Retype the listing below word for word, from its first line through the line containing "column 14, row 124", and stop there.
========================================================================
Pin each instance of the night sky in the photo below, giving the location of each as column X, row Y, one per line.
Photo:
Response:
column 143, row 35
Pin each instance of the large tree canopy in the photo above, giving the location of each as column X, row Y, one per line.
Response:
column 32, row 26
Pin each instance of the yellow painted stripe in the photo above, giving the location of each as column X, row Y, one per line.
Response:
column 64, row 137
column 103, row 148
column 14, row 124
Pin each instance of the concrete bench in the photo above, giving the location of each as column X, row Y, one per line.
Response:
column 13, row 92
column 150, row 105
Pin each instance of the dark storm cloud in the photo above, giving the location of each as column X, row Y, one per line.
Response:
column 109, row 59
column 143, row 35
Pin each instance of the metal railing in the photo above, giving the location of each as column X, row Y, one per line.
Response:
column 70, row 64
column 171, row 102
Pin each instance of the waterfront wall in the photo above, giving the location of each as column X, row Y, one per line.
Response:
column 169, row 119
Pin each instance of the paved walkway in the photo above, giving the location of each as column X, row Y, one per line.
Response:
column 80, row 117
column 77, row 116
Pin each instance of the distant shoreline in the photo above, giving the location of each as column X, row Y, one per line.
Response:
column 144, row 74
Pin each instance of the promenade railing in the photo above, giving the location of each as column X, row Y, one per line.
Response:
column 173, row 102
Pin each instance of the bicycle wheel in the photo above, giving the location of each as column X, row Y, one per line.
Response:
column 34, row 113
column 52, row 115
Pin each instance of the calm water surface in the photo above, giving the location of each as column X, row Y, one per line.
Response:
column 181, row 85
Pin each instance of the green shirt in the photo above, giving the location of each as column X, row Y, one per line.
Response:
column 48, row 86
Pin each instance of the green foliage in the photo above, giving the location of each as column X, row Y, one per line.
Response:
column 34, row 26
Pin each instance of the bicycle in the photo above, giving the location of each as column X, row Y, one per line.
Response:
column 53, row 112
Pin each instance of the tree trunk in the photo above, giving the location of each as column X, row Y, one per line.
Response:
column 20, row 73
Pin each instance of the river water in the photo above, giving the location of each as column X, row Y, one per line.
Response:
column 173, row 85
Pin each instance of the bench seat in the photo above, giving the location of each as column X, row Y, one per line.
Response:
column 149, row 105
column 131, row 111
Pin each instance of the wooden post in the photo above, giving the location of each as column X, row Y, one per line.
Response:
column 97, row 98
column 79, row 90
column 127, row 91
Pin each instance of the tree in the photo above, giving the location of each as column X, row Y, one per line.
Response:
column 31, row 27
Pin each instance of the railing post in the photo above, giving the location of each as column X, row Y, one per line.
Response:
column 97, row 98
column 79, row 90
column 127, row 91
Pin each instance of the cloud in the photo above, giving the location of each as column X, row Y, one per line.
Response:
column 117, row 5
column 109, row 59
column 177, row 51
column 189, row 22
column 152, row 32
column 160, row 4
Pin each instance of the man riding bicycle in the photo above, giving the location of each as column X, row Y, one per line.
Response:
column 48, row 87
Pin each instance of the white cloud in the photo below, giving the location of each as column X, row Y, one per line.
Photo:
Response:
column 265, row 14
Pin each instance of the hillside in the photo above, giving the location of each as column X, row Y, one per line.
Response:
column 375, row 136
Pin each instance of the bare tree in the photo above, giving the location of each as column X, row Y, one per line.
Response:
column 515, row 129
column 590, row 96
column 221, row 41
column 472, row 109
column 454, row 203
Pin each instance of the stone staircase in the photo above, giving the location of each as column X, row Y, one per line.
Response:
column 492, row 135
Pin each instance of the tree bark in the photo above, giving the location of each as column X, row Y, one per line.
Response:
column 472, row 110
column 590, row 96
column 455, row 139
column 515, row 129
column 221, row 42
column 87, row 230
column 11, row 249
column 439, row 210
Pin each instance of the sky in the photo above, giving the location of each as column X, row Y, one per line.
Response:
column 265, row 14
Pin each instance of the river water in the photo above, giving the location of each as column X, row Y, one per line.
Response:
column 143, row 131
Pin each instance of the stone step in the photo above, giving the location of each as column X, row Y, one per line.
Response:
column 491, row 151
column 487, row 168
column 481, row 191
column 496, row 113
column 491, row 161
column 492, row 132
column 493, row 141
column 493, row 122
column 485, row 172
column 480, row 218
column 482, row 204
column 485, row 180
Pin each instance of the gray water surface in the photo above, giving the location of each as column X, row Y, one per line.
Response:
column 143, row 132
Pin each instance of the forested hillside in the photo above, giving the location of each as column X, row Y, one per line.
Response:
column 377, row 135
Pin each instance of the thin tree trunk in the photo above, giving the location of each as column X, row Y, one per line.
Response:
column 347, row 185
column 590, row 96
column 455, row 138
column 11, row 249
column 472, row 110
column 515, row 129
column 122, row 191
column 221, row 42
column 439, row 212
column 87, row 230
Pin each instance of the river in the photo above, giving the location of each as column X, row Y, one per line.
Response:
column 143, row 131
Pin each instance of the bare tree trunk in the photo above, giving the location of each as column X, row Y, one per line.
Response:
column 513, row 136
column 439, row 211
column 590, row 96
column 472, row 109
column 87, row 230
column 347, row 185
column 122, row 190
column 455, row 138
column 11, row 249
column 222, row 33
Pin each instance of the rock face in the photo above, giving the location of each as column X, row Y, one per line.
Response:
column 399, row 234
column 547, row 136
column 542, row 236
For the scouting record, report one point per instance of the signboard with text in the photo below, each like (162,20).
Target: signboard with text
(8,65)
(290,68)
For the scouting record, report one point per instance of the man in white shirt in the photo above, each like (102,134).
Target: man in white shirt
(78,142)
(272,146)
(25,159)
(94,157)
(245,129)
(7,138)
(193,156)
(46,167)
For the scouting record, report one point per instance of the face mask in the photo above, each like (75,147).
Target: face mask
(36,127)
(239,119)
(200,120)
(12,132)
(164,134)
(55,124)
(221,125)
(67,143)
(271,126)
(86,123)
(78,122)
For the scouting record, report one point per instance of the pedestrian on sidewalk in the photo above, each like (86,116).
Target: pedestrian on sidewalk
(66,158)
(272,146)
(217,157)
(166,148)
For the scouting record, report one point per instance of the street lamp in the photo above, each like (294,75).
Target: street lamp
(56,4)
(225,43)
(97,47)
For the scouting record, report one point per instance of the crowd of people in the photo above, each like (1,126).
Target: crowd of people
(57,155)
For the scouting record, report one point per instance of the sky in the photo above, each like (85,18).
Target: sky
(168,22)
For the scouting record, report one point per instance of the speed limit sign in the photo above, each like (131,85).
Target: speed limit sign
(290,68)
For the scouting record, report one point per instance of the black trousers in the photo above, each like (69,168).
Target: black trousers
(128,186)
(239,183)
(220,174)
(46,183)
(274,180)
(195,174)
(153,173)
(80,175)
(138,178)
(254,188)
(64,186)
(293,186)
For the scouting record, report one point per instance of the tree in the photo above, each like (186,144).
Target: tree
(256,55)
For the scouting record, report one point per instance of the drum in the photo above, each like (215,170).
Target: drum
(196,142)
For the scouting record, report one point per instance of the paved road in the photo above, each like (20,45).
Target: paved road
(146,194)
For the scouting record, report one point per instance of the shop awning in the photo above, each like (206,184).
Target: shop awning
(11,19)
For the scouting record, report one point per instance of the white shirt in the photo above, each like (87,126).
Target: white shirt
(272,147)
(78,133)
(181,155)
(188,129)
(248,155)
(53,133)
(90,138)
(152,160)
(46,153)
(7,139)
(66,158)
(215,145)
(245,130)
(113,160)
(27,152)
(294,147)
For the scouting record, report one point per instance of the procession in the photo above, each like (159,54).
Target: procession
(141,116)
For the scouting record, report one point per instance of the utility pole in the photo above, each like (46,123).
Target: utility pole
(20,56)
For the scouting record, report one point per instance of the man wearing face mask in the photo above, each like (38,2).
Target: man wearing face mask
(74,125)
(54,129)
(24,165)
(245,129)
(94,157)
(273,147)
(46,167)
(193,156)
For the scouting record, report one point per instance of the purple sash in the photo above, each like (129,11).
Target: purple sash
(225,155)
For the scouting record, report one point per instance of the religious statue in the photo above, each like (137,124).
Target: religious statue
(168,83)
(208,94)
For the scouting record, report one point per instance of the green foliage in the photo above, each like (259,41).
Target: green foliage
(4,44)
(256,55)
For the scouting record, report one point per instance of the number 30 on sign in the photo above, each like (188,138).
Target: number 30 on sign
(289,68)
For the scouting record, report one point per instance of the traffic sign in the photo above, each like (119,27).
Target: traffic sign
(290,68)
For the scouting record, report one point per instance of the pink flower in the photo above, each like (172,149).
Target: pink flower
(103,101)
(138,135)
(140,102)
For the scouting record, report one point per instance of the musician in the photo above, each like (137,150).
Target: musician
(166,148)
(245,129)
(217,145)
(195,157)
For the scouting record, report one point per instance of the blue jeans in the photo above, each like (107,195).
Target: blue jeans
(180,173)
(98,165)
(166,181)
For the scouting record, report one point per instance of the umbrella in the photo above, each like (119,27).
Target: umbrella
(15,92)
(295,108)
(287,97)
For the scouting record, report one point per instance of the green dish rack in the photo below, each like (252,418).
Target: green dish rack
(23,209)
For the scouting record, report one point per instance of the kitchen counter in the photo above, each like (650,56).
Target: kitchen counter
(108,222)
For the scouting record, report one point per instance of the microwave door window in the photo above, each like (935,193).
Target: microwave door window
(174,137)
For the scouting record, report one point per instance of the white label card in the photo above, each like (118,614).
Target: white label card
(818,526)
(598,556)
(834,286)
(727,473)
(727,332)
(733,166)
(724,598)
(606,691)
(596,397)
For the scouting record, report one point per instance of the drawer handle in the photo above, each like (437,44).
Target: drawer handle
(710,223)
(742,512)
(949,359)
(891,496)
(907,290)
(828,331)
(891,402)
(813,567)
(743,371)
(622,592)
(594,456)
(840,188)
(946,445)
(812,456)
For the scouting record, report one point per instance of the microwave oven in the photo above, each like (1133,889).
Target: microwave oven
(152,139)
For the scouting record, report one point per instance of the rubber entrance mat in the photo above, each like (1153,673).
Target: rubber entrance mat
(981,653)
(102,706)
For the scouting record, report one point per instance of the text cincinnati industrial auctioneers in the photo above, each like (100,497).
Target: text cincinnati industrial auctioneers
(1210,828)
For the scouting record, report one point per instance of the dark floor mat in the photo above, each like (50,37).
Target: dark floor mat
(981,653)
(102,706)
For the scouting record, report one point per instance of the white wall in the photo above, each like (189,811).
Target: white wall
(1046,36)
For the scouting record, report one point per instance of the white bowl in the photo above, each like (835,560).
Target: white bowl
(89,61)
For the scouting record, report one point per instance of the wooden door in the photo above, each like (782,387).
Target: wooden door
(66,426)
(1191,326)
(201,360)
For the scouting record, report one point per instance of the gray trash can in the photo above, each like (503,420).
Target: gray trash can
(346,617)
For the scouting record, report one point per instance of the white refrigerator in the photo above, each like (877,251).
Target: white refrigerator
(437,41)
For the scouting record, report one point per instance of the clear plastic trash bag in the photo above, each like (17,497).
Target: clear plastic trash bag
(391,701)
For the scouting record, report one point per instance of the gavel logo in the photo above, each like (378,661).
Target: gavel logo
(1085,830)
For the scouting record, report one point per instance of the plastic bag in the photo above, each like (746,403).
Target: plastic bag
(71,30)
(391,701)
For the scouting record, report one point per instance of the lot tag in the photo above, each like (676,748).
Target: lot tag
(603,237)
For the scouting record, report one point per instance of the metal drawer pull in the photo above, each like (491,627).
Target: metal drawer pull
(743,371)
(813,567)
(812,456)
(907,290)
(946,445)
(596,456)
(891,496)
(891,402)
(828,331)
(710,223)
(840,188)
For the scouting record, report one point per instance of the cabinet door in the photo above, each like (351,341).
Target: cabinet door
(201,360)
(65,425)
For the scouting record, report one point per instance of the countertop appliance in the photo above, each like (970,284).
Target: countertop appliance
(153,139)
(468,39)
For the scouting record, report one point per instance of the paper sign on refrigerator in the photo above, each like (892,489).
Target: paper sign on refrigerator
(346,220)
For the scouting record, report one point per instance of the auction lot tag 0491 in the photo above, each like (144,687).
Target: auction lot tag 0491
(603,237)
========================================================================
OUTPUT OF THE EXERCISE:
Pin each instance of the night sky in the photo below, giving the location of each as column X, row Y, one per line.
Photo:
Response:
column 143, row 35
Pin each instance of the large tree canopy in the photo above, giving the location of each as column X, row Y, one per line.
Response:
column 32, row 26
Pin each instance of the yellow painted stripe in the photo above, giving the location of each as column X, row Y, one per line.
Response:
column 64, row 137
column 103, row 148
column 14, row 124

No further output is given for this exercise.